*** Opening of Passage shown ***
Stilwell Calls for Enhanced Shareholder Value Exploration at Peoples Financial Corporation (PFBX)

Key Summary: On September 26, 2024, Joseph Stilwell (13.7%) expressed that management and directors have failed shareholders and urged the company to seek all options to maximize shareholder value. Joseph Stilwell, a notable shareholder with stakes rising to 12.7%, consistently pushed for maximizing shareholder value from November 2020 to April 2024, nominating Rodney H. Blackwell and later Stewart F. Peck for directorships while criticizing management for nepotism and poor financial oversight; however, neither nominee was elected at their respective AGMs. 

Market Cap: $80 million | Peoples Financial Corporation operates as the bank holding company for The Peoples Bank that provides banking, financial, and trust services to government entities, individuals, and small and commercial businesses in Mississippi. 

On September 26, 2024, Joseph Stilwell (13.7%) stated his belief that management and the directors have ill served the shareholders, and the company should explore all possibilities to maximize shareholder value. Source

Past

  • Joseph Stilwell, a significant shareholder, consistently advocated for maximizing shareholder value through various means from November 2020 to April 2022, though his board nominees were not successful. His holdings increased to 11.2% by July 2022. In January 2023, with an 11.7% stake, Stilwell nominated Rodney H. Blackwell for directorship and criticized the management and board for nepotism and poor bond purchases overseen by Chevis Swetman's son, Tanner. Despite his efforts, his nominee was not elected to the board at the April 26, 2023 AGM.
*** Close of Passage shown ***
*** Opening of Given entries ***
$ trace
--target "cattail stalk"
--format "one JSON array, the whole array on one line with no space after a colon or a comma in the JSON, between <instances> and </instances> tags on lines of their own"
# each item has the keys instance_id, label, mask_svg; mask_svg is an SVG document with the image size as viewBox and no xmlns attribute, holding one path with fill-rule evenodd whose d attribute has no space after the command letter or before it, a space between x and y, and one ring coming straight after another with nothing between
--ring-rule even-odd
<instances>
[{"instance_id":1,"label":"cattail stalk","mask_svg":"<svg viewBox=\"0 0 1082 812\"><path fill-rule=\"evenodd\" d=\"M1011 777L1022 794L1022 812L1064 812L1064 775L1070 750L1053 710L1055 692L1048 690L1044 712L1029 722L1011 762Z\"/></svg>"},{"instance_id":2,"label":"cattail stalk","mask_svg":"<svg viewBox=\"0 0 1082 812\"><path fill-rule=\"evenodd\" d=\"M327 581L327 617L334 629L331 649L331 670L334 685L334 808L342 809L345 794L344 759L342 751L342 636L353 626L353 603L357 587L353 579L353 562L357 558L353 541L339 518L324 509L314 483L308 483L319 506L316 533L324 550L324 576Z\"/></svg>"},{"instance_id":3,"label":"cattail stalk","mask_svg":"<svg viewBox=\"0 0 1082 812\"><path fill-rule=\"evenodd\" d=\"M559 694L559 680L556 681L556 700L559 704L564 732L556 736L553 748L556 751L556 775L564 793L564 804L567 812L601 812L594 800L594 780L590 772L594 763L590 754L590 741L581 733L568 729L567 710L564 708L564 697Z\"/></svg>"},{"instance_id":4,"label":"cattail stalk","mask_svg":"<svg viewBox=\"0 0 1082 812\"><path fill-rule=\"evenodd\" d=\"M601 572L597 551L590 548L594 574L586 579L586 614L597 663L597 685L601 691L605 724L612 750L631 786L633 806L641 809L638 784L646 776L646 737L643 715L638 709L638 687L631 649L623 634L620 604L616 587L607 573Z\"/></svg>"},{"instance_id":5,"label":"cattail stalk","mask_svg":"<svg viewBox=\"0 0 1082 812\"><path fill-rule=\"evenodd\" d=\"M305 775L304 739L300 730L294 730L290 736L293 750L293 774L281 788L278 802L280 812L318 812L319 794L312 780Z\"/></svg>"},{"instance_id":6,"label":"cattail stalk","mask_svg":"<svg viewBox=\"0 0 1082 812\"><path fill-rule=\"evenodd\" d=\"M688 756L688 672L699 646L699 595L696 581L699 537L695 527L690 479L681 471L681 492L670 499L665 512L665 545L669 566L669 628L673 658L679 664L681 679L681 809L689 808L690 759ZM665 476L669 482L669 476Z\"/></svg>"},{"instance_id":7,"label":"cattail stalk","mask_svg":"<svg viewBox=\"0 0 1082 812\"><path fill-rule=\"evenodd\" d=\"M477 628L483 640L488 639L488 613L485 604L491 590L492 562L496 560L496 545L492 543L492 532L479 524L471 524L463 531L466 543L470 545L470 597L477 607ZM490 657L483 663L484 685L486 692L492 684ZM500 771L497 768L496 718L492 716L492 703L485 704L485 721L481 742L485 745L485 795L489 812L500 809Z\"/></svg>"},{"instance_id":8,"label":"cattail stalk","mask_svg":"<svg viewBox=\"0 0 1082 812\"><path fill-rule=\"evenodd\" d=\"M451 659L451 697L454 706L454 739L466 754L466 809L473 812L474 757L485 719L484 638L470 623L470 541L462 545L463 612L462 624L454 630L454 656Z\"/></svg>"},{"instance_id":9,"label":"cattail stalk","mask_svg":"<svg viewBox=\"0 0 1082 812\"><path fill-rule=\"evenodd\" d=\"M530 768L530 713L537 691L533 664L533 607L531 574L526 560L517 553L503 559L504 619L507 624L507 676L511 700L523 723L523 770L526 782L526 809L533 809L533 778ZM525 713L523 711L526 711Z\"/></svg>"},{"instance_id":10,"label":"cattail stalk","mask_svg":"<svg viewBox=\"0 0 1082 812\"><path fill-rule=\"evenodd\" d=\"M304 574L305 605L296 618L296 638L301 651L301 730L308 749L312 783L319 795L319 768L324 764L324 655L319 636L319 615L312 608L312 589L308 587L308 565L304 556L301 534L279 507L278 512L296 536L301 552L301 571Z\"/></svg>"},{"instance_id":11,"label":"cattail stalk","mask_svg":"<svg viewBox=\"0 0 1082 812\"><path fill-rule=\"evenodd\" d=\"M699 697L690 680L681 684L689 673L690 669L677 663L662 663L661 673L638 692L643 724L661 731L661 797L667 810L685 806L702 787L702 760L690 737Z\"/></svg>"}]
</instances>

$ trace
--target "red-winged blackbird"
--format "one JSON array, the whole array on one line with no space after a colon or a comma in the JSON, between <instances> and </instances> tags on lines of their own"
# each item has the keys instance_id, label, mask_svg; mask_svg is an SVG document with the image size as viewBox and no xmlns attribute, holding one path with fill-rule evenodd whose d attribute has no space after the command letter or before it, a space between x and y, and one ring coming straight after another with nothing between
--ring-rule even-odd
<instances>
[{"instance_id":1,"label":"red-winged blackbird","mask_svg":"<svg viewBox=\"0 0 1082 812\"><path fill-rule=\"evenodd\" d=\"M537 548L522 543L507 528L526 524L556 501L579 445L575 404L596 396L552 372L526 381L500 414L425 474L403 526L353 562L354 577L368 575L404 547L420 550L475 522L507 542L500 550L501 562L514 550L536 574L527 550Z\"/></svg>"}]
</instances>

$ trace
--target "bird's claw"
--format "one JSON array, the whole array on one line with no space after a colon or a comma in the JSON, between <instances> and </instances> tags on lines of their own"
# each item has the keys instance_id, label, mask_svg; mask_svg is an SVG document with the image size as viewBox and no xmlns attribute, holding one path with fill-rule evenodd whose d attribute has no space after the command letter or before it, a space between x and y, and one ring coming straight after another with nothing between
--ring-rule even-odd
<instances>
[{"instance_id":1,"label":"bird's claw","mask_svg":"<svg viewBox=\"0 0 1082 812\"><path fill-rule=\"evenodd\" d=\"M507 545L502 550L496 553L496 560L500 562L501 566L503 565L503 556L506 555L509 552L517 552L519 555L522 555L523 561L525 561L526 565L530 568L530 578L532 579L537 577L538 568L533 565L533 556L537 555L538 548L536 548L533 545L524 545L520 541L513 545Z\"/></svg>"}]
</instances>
*** Close of Given entries ***
Explore the material »
**1.** In the passage on Stilwell and Peoples Financial Corporation, do these statements agree with the text? (a) The Peoples Bank provides services to government entities in Mississippi. (b) Stilwell's holdings had reached 11.2% by July 2022. (c) Rodney H. Blackwell was elected to the board at the April 26, 2023 AGM. Answer yes or no for each, quoting the deciding words.
**2.** How would this sentence from the passage on Stilwell and Peoples Financial Corporation read in Spanish: "On September 26, 2024, Joseph Stilwell (13.7%) stated his belief that management and the directors have ill served the shareholders, and the company should explore all possibilities to maximize shareholder value."?
**3.** Write the next part of the passage on Stilwell and Peoples Financial Corporation, starting after its last sentence.

Expected results »
**1.**
(a) Yes: "provides banking, financial, and trust services to government entities, individuals, and small and commercial businesses in Mississippi."
(b) Yes: "His holdings increased to 11.2% by July 2022."
(c) No: "his nominee was not elected to the board at the April 26, 2023 AGM."

**2.** El 26 de septiembre de 2024, Joseph Stilwell (13,7 %) manifestó su convicción de que la gerencia y los directores han servido mal a los accionistas, y de que la empresa debería explorar todas las posibilidades para maximizar el valor para los accionistas.

**3.**
  • On January 25, 2023, Joseph Stilwell (11.3%) announced that he served his notice of intent to nominate Rodney H. Blackwell for election as director at the company's upcoming annual meeting, with Stewart F. Peck as the alternate nominee. Also, Stilwell stated his belief that management and the directors have ill served the shareholders, and the company should explore all possibilities to maximize shareholder value. Source
  • On March 16, 2023, Joseph Stilwell filed proxy materials seeking support for his nominee.
  • On March 23, 2023, Joseph Stilwell sent a letter to the shareholders expressing his concerns that the company suffers from a toxic brew - nepotism, weak oversight, and a lack of competence in management. He stated that in the last year alone, the Company lost over $6 per share because of inept bond purchases overseen by Chevis Swetman’s son, Tanner. Somehow or other, Tanner was promoted to COO.
  • On April 12, 2023, Joseph Stilwell (11.7%) filed proxy materials seeking support for his nominee and issued a letter (refer, "Exhibit 20") to the shareholders expressing his concerns over the performance of the management and board.
  • On April 19, 2023, Joseph Stilwell (11.7%) filed proxy materials seeking support for his nominee and issued a letter (refer, "Exhibit 20") to the shareholders expressing his concerns over the performance of the management and board.
  • At the AGM held on April 26, 2023, Stilwell's nominee was not elected to the board by the shareholders.
  • On January 22, 2024, Joseph Stilwell (12.7%) announced his intent to nominate Stewart F. Peck for election to the Board at the 2024 AGM. Source
  • On March 1, 2024, Joseph Stilwell filed proxy materials seeking support for his nominee.
  • On March 12, 2024, Joseph Stilwell mailed a letter to the stockholders seeking vote for his nominee.
  • On April 1, 2024, Joseph Stilwell mailed a letter to the stockholders raising concerns regarding the company's Chairman, President, and CEO, Chevis Swetman, regarding his stewardship and the decline in shareholder value over the last quarter-century. Despite this decline, Swetman's compensation has remained substantial, including significant benefits from employee and director benefit plans.
  • At the AGM held on April 29, 2024, Stilwell's nominee was not elected to the Board.